> **PÁGINA**:

------

España, 1971. Es editora, traductora y autora de novelas, ensayos y poemarios. Su último libro de ensayos y ficciones es Burp. Apuntes gastronómicos (Chatos inhumanos, 2017). Es también la autora del ensayo Verano azul: unas vacaciones en el corazón de la transición (Alpha Decay, 2016), de los poemarios Malgastar (La Bella Varsovia, 2016) y Mercado común (La Bella Varsovia, 2017) y de la novela El genuino sabor (Literatura Random House, 2014). Sus textos sobre arte, cultura popular y literatura han aparecido en Cultura/s (La Vanguardia), Babelia (El País), Letras Libres, Diario de Poesía, Gatopardo, Revista de Occidente, Poetry London e Indian Quarterly. Ha traducido al castellano a Alan Sillitoe, Miranda July y Georges Perec y ha sido escritora residente en la Residencia de Estudiantes de Madrid, en la Real Academia de España en Roma, en el Centro Krokodil de Belgrado, en el Civitella Ranieri Center y en la Fondazione Santa Maddalena.

------

> **REGISTROS EXTRAÍDOS**:
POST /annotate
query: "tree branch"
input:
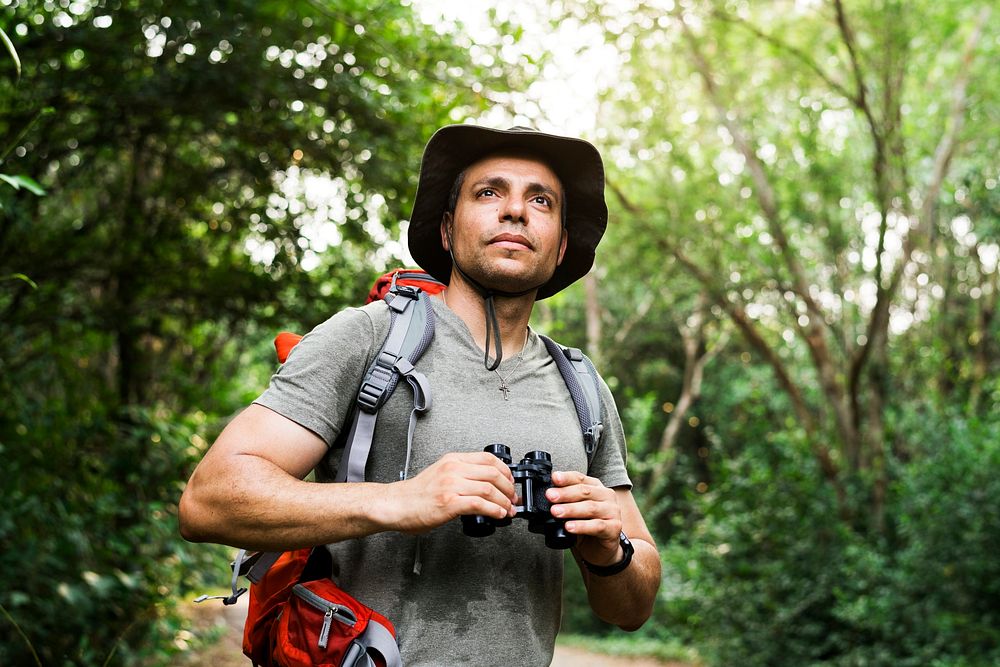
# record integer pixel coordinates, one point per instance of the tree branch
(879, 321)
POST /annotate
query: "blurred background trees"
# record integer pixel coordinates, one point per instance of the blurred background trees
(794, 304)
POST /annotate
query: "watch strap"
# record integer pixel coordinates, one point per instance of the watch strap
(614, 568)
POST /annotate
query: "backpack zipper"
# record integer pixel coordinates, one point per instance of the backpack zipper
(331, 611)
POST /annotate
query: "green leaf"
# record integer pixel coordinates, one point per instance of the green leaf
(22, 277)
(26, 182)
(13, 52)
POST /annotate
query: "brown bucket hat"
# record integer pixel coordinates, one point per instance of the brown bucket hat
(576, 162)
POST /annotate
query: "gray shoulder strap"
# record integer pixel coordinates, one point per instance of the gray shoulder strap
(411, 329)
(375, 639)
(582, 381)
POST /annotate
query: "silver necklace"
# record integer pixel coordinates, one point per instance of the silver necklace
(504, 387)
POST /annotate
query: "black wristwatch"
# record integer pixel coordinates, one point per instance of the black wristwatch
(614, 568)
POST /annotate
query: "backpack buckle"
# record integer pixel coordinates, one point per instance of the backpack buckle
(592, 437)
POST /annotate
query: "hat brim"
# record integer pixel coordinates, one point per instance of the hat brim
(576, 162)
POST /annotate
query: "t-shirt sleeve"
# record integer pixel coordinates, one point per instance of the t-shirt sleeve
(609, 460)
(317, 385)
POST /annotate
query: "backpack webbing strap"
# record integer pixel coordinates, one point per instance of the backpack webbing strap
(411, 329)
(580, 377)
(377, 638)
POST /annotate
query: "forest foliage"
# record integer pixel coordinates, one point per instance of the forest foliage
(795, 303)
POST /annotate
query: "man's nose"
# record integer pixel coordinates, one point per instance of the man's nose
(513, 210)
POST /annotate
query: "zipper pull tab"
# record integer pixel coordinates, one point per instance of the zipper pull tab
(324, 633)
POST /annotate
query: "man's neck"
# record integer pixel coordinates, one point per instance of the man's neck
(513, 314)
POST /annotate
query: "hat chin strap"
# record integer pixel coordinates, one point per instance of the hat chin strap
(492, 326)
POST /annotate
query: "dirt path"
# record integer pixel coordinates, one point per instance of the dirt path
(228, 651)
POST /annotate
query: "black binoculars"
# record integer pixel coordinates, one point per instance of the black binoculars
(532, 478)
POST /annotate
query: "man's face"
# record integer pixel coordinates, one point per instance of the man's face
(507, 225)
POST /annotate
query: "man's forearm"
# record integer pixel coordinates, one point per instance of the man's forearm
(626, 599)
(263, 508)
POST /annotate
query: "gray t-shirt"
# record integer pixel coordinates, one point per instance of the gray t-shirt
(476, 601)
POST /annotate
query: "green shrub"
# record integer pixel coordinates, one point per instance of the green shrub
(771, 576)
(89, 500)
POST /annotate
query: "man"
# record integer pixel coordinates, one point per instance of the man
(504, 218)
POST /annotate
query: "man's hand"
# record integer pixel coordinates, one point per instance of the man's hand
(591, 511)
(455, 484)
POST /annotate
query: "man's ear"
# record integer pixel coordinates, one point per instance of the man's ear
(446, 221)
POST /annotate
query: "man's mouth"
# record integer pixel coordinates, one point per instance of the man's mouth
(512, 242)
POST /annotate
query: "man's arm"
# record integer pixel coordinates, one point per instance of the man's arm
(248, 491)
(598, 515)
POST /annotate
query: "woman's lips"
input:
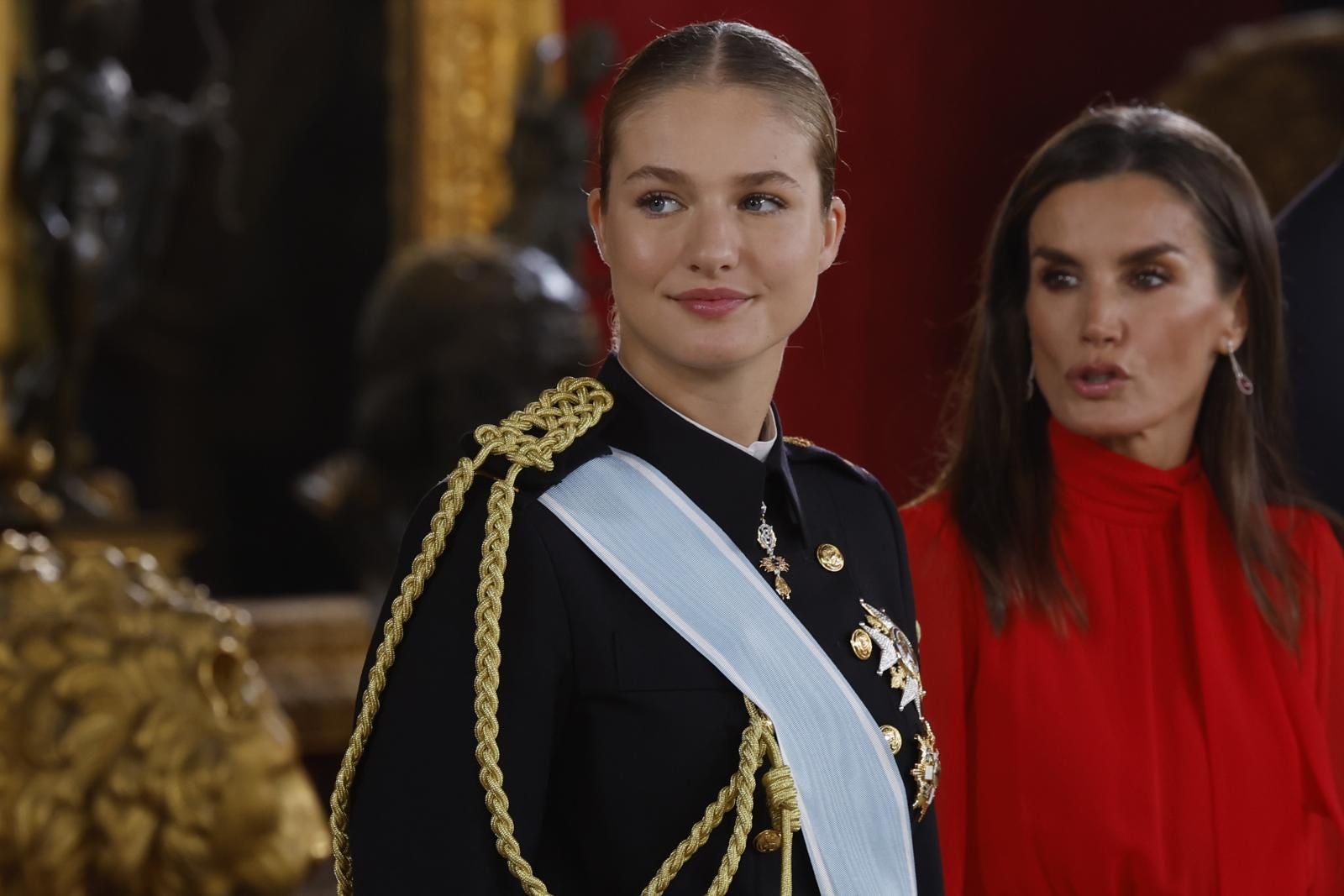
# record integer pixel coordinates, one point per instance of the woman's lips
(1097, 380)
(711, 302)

------

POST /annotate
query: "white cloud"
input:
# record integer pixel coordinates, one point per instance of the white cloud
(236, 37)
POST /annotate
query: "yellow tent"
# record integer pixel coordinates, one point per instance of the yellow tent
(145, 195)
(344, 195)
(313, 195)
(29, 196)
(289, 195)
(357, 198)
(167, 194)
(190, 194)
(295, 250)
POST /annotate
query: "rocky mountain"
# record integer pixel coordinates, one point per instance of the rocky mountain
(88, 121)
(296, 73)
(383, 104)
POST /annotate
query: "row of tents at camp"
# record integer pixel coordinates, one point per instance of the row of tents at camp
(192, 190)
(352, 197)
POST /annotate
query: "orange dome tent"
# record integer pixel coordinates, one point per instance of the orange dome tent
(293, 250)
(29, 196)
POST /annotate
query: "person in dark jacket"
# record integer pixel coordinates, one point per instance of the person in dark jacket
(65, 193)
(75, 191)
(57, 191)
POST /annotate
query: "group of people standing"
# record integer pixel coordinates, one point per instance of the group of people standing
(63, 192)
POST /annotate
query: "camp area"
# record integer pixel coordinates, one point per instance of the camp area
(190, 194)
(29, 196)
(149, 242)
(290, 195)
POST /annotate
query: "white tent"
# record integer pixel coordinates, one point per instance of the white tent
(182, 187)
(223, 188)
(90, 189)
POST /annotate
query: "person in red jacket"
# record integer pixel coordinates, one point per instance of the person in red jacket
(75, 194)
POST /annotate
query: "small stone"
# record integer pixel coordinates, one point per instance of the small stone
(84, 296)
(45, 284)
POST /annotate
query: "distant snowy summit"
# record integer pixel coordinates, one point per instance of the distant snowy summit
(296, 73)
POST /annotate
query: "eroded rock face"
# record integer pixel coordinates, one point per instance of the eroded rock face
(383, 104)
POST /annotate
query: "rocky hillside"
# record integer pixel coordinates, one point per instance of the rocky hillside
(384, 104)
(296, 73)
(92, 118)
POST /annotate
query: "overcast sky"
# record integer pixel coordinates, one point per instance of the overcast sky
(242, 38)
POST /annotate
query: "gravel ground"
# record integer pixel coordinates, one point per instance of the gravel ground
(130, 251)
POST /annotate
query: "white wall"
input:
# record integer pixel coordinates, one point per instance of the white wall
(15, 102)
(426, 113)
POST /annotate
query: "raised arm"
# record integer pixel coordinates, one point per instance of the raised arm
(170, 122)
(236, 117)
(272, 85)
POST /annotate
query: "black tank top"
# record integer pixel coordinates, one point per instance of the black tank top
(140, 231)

------

> **QUÉ HACER**:
[1] Según la página, ¿qué editorial publicó la novela El genuino sabor?
[2] Indique si cada afirmación concuerda con la página: (a) tradujo al castellano a Georges Perec; (b) el poemario Mercado común se publicó en Alpha Decay; (c) fue escritora residente en la Real Academia de España en Roma.

> **RESPUESTAS**:
[1] Literatura Random House.

[2]
(a) Sí: «Ha traducido al castellano a Alan Sillitoe, Miranda July y Georges Perec».
(b) No: «Mercado común (La Bella Varsovia, 2017)».
(c) Sí: «ha sido escritora residente en la Residencia de Estudiantes de Madrid, en la Real Academia de España en Roma».